--- Extracted information Enclosed Below ---

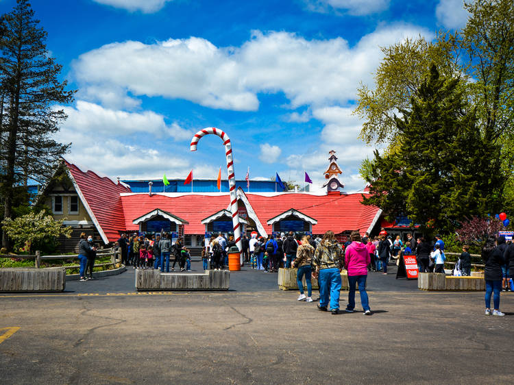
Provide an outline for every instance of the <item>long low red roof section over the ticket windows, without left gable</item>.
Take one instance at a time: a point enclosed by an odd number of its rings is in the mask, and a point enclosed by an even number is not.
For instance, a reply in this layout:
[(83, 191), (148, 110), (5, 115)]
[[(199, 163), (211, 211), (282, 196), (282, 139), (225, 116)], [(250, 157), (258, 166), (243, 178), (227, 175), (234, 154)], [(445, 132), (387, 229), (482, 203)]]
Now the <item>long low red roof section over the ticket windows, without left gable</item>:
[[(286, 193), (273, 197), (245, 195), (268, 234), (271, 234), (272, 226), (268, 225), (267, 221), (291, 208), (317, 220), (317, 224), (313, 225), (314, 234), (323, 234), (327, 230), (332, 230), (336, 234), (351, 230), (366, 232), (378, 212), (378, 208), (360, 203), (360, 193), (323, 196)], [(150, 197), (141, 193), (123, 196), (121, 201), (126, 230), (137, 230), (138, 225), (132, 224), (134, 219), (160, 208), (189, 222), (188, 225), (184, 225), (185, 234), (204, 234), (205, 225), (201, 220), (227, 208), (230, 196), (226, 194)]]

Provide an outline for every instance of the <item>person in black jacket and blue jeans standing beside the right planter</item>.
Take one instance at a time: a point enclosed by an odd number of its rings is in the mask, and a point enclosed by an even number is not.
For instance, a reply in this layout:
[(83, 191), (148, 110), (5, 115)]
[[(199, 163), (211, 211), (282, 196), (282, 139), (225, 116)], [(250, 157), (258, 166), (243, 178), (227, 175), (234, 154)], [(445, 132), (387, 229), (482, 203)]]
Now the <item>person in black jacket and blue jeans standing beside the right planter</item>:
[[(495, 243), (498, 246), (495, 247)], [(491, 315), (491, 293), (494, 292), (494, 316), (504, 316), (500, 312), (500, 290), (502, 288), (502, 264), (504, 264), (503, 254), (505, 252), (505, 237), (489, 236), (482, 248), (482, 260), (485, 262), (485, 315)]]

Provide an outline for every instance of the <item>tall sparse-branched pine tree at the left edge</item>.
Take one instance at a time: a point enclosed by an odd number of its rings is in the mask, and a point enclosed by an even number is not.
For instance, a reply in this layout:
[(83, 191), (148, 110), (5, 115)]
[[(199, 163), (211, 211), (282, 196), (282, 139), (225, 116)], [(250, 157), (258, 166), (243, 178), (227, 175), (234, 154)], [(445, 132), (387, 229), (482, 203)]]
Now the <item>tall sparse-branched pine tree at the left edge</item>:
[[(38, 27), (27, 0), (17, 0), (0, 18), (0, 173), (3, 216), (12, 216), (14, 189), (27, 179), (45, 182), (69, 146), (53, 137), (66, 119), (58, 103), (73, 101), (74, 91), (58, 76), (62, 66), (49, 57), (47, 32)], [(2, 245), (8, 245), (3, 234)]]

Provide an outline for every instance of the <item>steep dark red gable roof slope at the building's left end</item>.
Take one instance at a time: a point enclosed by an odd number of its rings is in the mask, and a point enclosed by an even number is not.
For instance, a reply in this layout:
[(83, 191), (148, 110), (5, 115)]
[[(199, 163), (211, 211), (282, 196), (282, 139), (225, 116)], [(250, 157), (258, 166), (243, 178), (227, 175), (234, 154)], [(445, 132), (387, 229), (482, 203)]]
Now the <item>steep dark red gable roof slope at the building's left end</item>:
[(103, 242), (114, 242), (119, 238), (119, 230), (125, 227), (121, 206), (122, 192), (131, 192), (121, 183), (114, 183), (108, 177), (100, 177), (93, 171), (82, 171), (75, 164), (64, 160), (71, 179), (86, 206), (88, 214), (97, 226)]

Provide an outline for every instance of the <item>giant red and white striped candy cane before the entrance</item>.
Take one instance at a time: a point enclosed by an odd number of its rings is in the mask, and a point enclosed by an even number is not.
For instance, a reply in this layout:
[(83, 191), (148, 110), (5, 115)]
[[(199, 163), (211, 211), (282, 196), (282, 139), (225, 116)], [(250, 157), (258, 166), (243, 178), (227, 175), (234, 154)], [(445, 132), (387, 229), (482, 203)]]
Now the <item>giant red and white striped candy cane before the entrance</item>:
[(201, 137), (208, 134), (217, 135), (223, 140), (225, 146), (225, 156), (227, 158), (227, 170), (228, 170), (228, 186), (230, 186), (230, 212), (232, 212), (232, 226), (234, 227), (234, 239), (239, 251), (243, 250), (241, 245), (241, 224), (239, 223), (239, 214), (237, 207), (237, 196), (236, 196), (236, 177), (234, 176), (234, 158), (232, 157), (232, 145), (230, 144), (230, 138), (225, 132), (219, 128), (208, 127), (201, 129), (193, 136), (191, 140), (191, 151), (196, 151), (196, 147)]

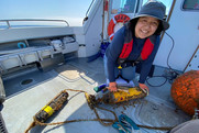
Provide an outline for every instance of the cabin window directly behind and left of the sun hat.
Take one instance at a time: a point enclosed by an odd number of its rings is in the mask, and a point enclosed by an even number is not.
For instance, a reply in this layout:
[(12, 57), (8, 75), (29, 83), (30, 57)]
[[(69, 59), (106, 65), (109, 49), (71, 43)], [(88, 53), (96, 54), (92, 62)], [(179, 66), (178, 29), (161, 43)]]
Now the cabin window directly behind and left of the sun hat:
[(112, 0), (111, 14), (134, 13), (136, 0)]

--- End of Enclosed Extracted information ---

→ Exercise
Return each entry exactly as it appears above, but exclude the pictures.

→ Expected answer
Provide an outline for every instance of the <item>long low red roof section over the ticket windows, without left gable</item>.
Take one instance at a time: a point enclosed by an odd number of its rings is in the mask, and a point enclosed by an even number is not.
For instance, a reply in this layout:
[(83, 191), (148, 110), (5, 115)]
[[(199, 163), (211, 211), (282, 196), (282, 139), (225, 116)], [(250, 157), (258, 166), (243, 178), (227, 175), (234, 154)], [(445, 132), (387, 229), (482, 203)]]
Now the <item>long low red roof section over the ticket windows, without left gable</item>:
[[(286, 193), (273, 197), (245, 195), (268, 234), (271, 234), (272, 226), (268, 225), (267, 221), (291, 208), (317, 220), (317, 224), (313, 225), (314, 234), (323, 234), (327, 230), (332, 230), (336, 234), (351, 230), (366, 232), (378, 212), (378, 208), (360, 203), (360, 193), (323, 196)], [(150, 197), (141, 193), (123, 196), (121, 201), (126, 230), (137, 230), (138, 225), (132, 224), (134, 219), (160, 208), (189, 222), (188, 225), (184, 225), (185, 234), (204, 234), (205, 225), (201, 220), (227, 208), (230, 196), (226, 194)]]

Provide an outline for every instance of the <item>person in black jacket and blue jeans standing beside the right planter</item>.
Take one instance at a time: a point enclosed by an odd number of its rings is in the mask, and a point enclosed by an even number is not.
For instance, a reply in this layout:
[(83, 191), (148, 110), (5, 115)]
[[(199, 163), (211, 211), (282, 196), (282, 139), (225, 116)], [(250, 157), (258, 166), (243, 178), (227, 175), (234, 154)], [(445, 132), (387, 229), (482, 203)]]
Now the <item>person in black jacket and blue jeans standing beside the right planter</item>:
[[(495, 243), (498, 246), (495, 247)], [(491, 315), (491, 293), (494, 292), (494, 316), (504, 316), (500, 312), (500, 290), (502, 288), (502, 264), (504, 264), (503, 254), (505, 252), (505, 237), (489, 236), (482, 248), (482, 260), (485, 262), (485, 315)]]

Provide an outline for every instance of the <item>tall sparse-branched pine tree at the left edge</item>.
Take one instance at a time: a point enclosed by an odd number of its rings is in the mask, and a point enclosed by an even number is not.
For instance, a reply in this layout:
[(83, 191), (148, 110), (5, 115)]
[[(199, 163), (211, 211), (282, 196), (282, 139), (225, 116)], [(250, 157), (258, 166), (243, 178), (227, 175), (234, 154)], [(445, 132), (387, 229), (482, 203)]]
Now the <item>tall sparse-branched pine tree at the left edge</item>:
[[(38, 27), (27, 0), (17, 0), (0, 18), (0, 173), (3, 216), (12, 216), (14, 189), (27, 179), (45, 182), (69, 146), (53, 137), (66, 119), (58, 103), (73, 101), (74, 91), (58, 76), (62, 66), (49, 57), (47, 32)], [(2, 245), (8, 245), (3, 234)]]

Provide an outline for every instance of the <item>steep dark red gable roof slope at the building's left end</item>.
Take one instance at a time: a point enclosed by an odd number of its rings is in the mask, and a point enclosed by an even number is not.
For instance, a reply in this layout:
[(83, 191), (148, 110), (5, 115)]
[[(199, 163), (211, 211), (282, 196), (282, 139), (225, 116)], [(250, 157), (258, 166), (243, 178), (227, 175), (234, 154)], [(445, 132), (387, 229), (482, 203)]]
Now the <item>steep dark red gable roof slope at the building's left end</item>:
[(103, 242), (114, 242), (119, 238), (119, 230), (125, 227), (121, 206), (122, 192), (131, 192), (121, 183), (114, 183), (108, 177), (100, 177), (93, 171), (82, 171), (75, 164), (64, 160), (71, 179), (86, 206), (88, 214), (97, 226)]

Provide an outline for every instance of the <item>giant red and white striped candy cane before the entrance</item>.
Take one instance at a time: a point enclosed by an odd number of its rings is in the mask, and a point enclosed by an even number is not.
For instance, a reply in this layout:
[(83, 191), (148, 110), (5, 115)]
[[(199, 163), (211, 211), (282, 196), (282, 139), (225, 116)], [(250, 157), (258, 166), (243, 178), (227, 175), (234, 154)], [(445, 132), (387, 229), (482, 203)]]
Now the <item>giant red and white striped candy cane before the entrance</item>:
[(201, 137), (208, 134), (217, 135), (223, 140), (225, 146), (225, 156), (227, 158), (227, 170), (228, 170), (228, 186), (230, 186), (230, 212), (232, 212), (232, 226), (234, 227), (234, 239), (239, 251), (243, 250), (241, 245), (241, 224), (239, 223), (239, 214), (237, 207), (237, 196), (236, 196), (236, 177), (234, 176), (234, 158), (232, 157), (232, 145), (230, 144), (230, 138), (225, 132), (219, 128), (208, 127), (201, 129), (193, 136), (191, 140), (191, 151), (196, 151), (196, 147)]

Provide an outline for every instance of the cabin window directly behind and left of the sun hat.
Take one instance at a time: a point enclosed by an odd number of its rings is in the mask, and a point enclosed by an even number is not.
For instance, a reply in this layout:
[(12, 57), (8, 75), (29, 83), (30, 57)]
[[(69, 59), (106, 65), (109, 49), (71, 43)], [(88, 53), (96, 54), (92, 62)], [(179, 66), (178, 29), (161, 43)]]
Now the cabin window directly behind and left of the sun hat:
[(112, 0), (111, 14), (134, 13), (136, 0)]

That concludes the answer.